TASK GOAL: Copy out every row below word for word, leaving out the pictures.

RECORDS PROVIDED:
::::::::

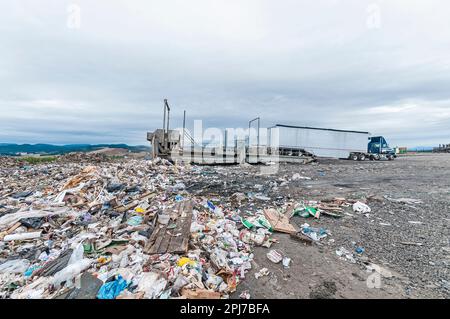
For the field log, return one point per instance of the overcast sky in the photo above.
(97, 71)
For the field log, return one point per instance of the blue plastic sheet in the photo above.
(112, 289)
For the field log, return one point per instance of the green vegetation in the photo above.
(37, 159)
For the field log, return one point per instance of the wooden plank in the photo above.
(175, 240)
(279, 222)
(180, 243)
(200, 294)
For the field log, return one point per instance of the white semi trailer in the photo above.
(320, 142)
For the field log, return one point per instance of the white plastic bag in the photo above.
(361, 208)
(71, 271)
(15, 266)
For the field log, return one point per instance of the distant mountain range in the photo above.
(49, 149)
(420, 149)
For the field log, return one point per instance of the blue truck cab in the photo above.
(378, 148)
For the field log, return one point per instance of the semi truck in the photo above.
(334, 143)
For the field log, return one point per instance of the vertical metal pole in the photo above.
(168, 117)
(164, 124)
(184, 126)
(257, 146)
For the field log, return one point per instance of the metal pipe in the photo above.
(184, 126)
(257, 136)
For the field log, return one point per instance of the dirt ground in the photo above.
(409, 241)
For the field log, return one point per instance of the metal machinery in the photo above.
(164, 141)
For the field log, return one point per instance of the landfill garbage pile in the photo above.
(77, 228)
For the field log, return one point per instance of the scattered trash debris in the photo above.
(361, 208)
(315, 234)
(286, 262)
(274, 256)
(345, 254)
(261, 273)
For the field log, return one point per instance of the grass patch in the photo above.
(37, 159)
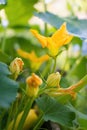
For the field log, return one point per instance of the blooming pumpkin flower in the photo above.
(36, 62)
(59, 38)
(33, 83)
(31, 119)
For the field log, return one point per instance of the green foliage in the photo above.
(18, 12)
(55, 111)
(8, 87)
(4, 57)
(75, 26)
(79, 69)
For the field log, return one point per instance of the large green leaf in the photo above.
(81, 118)
(79, 69)
(8, 87)
(55, 111)
(75, 26)
(19, 11)
(4, 57)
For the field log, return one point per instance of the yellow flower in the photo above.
(16, 66)
(33, 83)
(59, 38)
(36, 62)
(29, 122)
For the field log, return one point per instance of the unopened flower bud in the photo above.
(33, 83)
(54, 79)
(16, 66)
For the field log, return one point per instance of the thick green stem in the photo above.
(25, 113)
(18, 110)
(4, 41)
(45, 24)
(54, 66)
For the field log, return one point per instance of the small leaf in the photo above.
(8, 87)
(55, 111)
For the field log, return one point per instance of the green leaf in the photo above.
(81, 118)
(18, 12)
(8, 87)
(75, 26)
(79, 69)
(4, 57)
(55, 111)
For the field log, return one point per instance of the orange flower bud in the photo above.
(33, 83)
(16, 66)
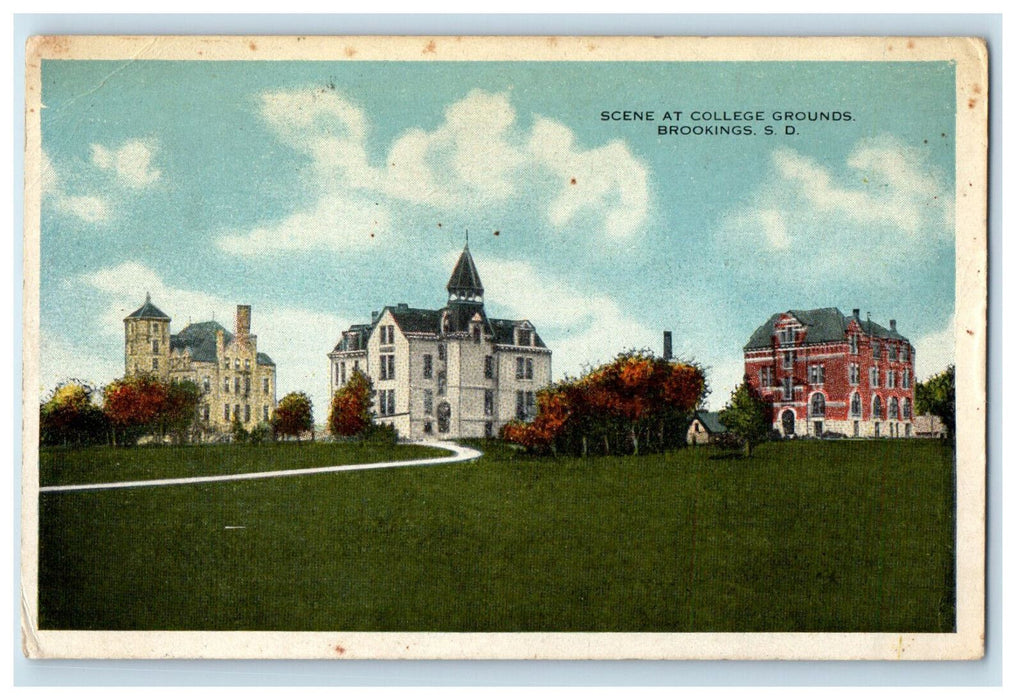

::::::::

RESULT:
For the field log, return one point per instance of the overcast sky in the photo above.
(97, 71)
For the field log, return one point per instance of the blue plastic sheet in the photo above.
(112, 289)
For the field log, return one point per instance of the green vegetation in the photo above.
(37, 159)
For the field log, return one point per instance of the wooden plank in the photo above.
(175, 240)
(279, 222)
(180, 243)
(200, 294)
For the field log, return one point per instance of the white semi trailer in the photo above.
(320, 142)
For the field log, return one point per instance of the white plastic bag in the photo above.
(361, 208)
(71, 271)
(15, 266)
For the field log, return one point per instance of the distant mountain range in the photo above.
(49, 149)
(420, 149)
For the field log, return one point per instance of the blue truck cab in the photo above.
(378, 148)
For the field log, return one point per instance of the semi truck in the photo above.
(334, 143)
For the field log, return one point per instance of the vertical metal pole in the photo above.
(168, 117)
(164, 124)
(184, 126)
(257, 146)
For the field log, return one point per instance of the metal pipe in the photo above.
(184, 126)
(257, 136)
For the field log, return one point per instance of the dirt ground in the photo above.
(409, 241)
For the field log, return one point per instance of the metal machinery in the photo above.
(164, 141)
For the field log, return one point per instance of the landfill garbage pile in the photo above.
(77, 228)
For the field log, return one point per instance of the scattered trash debris in the photo above.
(361, 208)
(315, 234)
(286, 262)
(274, 256)
(345, 254)
(261, 273)
For the field log, return one point per instance of the grass patch in the photo above.
(37, 159)
For the field log, return one point per instance of the blooming pumpkin flower in the photo above.
(36, 62)
(59, 38)
(33, 83)
(31, 119)
For the field log, return one point per instance of the green foliage in the photo above.
(18, 12)
(55, 111)
(8, 87)
(4, 57)
(75, 26)
(79, 69)
For the field log, return one point per instance of the large green leaf in the photo above.
(81, 118)
(79, 69)
(8, 87)
(55, 111)
(75, 26)
(19, 11)
(4, 57)
For the field log, return one point per instance of the yellow flower in the photo above.
(16, 66)
(33, 83)
(59, 38)
(36, 62)
(29, 122)
For the field log, return one point per instance of the unopened flower bud in the photo above.
(33, 83)
(54, 79)
(16, 66)
For the field log, return one point per instance of the thick green stem in the photo above.
(25, 113)
(18, 110)
(4, 41)
(45, 24)
(54, 66)
For the field log, return one point per instance of the small leaf in the photo above.
(8, 87)
(55, 111)
For the field log, return one point per instance of the green leaf in the photo above.
(81, 118)
(18, 12)
(8, 87)
(75, 26)
(79, 69)
(4, 57)
(55, 111)
For the field log, return one point per instance of the orange flower bud in the photo above.
(33, 83)
(16, 66)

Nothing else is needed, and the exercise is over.